◆ Исходный текст ◆

Изменить стиль страницы

И все же дворянству, несмотря на эти его недостатки, Сенкевич отводит главенствующую роль в отношениях с мещанством. Именно так обстоит дело в торговом доме Поланецкого и Бигеля: «Компаньоны превосходно дополняли друг друга. У Поланецкого, живого и предприимчивого, рождались смелые замыслы, он был дельцом проницательным и дальновидным, а Бигель — превосходным исполнителем. Поланецкий был незаменим, когда нужно было действовать решительно, припереть кого-нибудь к стенке; когда же требовалась осмотрительность, терпеливость, умение обдумывать, прикинуть, повернуть так и этак, появлялся на сцене Бигель» (т. 7, с. 364). Поланецкий как руководитель, Бигель как управляющий будущей ситценабивной фабрикой — вот превосходное сочетание. Когда Поланецкий излагает компаньону свой план спекуляции хлебом, дающий возможность крупно нажиться на неурожае и голоде, сделка эта в первый момент поражает Бигеля — но не своей моральной сомнительностью, а размахом[311]. «Бигель вначале испугался — но его обыкновенно всякое начало пугало» (т. 7, с. 475). Осторожничанье, но и солидность, благоразумие, терпение, трудолюбие — полный набор мещанских добродетелей находим мы у этого персонажа. А также пресловутую сентиментальность. По вечерам Бигель играет на виолончели «Грезы» Шумана, закрыв глаза или устремив взор на луну.

◆ Извлечённый перечень ◆
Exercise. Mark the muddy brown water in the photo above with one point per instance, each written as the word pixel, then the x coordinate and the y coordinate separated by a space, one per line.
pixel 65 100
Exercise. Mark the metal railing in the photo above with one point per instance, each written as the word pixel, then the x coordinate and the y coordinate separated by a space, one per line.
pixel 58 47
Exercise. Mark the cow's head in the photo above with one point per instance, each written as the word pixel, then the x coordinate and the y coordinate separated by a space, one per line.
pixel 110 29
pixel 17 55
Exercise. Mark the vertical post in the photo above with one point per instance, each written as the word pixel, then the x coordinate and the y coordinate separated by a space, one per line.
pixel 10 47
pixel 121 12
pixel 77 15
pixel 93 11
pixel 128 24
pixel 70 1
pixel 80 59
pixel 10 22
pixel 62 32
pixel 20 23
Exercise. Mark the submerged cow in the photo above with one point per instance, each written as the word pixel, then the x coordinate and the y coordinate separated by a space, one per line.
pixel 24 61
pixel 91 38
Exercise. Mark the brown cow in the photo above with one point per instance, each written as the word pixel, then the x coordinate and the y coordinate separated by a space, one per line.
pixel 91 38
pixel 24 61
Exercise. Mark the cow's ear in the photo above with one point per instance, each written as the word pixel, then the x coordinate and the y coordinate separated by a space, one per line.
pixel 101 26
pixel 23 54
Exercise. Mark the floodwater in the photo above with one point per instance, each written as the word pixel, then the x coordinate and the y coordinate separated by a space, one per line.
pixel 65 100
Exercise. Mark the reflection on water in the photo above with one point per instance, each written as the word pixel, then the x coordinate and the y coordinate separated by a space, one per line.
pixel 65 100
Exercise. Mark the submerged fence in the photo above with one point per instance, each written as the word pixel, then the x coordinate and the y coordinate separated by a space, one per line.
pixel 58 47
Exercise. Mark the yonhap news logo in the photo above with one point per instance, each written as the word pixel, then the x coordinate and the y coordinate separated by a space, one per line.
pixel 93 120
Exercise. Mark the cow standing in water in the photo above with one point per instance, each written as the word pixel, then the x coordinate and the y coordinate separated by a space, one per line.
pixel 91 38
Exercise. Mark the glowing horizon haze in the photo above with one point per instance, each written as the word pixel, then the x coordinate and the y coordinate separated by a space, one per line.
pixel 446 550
...
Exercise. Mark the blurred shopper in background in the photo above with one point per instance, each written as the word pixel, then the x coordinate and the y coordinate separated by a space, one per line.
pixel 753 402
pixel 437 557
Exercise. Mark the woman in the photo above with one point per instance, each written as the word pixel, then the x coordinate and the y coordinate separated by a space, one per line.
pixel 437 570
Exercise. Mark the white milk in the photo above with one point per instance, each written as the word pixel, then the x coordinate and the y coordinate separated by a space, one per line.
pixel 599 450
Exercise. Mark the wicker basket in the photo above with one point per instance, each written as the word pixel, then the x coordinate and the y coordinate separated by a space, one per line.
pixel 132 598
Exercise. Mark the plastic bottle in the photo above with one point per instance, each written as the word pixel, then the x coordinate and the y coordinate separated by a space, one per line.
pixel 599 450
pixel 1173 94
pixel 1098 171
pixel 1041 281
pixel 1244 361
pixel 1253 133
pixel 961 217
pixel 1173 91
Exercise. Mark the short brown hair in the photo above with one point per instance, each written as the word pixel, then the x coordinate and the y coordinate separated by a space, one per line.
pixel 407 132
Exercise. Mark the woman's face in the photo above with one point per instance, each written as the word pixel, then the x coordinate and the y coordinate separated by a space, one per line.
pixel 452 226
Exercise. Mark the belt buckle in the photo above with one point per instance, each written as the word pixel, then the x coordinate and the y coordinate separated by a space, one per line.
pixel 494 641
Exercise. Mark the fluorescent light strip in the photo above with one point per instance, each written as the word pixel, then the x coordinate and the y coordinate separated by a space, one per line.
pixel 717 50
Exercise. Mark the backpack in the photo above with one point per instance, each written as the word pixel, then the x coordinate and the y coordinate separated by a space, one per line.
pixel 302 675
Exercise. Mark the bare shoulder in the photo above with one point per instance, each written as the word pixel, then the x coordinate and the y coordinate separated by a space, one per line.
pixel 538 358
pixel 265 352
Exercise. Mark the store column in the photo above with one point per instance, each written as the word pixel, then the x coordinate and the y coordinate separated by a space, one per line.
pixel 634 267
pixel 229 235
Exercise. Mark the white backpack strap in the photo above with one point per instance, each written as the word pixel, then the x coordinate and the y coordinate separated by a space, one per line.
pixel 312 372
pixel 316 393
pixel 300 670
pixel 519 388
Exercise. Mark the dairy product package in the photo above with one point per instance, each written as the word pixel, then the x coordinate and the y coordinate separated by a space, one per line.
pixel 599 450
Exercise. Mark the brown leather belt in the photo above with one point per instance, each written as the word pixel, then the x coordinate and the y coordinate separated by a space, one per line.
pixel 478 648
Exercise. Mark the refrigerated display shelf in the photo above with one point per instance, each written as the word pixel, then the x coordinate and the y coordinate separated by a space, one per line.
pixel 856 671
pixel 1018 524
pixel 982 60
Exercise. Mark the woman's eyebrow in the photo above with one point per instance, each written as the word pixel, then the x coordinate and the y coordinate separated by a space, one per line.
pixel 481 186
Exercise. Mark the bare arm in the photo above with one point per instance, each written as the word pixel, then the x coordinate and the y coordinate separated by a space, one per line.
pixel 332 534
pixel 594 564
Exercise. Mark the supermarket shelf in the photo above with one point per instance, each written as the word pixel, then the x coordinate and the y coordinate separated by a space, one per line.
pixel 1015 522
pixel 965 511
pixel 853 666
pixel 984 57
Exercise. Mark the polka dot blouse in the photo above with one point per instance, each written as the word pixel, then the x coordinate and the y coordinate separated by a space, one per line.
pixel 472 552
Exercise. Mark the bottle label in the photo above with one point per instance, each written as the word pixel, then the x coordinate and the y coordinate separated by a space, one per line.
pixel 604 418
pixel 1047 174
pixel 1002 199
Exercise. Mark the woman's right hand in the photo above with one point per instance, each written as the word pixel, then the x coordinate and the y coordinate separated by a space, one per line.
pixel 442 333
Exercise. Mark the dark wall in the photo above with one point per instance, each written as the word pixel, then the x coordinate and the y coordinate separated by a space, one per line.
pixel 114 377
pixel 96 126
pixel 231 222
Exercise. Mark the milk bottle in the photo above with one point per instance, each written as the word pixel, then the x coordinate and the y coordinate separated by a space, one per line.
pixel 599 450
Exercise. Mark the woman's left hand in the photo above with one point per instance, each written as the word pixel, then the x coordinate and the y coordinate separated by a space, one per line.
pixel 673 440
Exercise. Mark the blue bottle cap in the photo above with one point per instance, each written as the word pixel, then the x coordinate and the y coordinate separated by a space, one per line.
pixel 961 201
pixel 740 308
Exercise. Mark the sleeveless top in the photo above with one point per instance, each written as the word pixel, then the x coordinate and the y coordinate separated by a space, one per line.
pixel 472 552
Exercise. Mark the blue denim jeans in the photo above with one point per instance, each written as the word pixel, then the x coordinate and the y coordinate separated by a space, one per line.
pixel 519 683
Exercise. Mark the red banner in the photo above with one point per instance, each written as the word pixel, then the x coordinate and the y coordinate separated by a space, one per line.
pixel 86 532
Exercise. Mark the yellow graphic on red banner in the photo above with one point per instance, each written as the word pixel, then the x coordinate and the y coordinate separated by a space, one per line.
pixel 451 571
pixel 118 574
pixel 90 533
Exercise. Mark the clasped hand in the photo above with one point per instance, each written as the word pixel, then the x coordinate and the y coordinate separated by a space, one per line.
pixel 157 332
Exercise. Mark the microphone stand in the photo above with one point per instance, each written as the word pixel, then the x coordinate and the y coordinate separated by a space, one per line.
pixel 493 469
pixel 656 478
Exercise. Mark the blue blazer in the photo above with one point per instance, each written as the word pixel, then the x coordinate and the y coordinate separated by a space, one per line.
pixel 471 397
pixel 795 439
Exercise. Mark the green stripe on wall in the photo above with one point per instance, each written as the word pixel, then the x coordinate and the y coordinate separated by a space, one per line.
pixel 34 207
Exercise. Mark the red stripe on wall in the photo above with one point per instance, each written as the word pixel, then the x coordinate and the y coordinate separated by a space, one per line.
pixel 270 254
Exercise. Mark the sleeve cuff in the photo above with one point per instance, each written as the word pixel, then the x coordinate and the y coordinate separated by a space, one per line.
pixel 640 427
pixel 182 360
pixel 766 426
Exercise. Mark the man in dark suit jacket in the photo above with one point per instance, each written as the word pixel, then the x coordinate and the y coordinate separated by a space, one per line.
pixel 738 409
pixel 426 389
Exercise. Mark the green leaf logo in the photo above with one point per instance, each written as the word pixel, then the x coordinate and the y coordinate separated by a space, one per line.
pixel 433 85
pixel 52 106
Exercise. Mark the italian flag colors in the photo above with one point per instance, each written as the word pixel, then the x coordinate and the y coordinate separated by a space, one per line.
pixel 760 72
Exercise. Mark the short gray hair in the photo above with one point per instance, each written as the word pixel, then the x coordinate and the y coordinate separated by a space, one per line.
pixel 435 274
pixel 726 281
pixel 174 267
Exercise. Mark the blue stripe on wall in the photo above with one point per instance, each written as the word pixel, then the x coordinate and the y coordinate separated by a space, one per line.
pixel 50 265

◆ Задание ◆
Проверьте, согласуются ли с фрагментом о Поланецком и Бигеле три утверждения. Для каждого ответьте «да» или «нет» и приведите дословно слова фрагмента, которые это решают.
1. По вечерам Бигель играет на скрипке.
2. План спекуляции хлебом поразил Бигеля прежде всего своим размахом.
3. Смелые замыслы рождались у Бигеля.
Перечень представляет собой отдельный материал и с текстом не связан.

◆ Ответ ◆
1. Нет: «По вечерам Бигель играет на виолончели «Грезы» Шумана».
2. Да: «сделка эта в первый момент поражает Бигеля — но не своей моральной сомнительностью, а размахом».
3. Нет: «У Поланецкого, живого и предприимчивого, рождались смелые замыслы».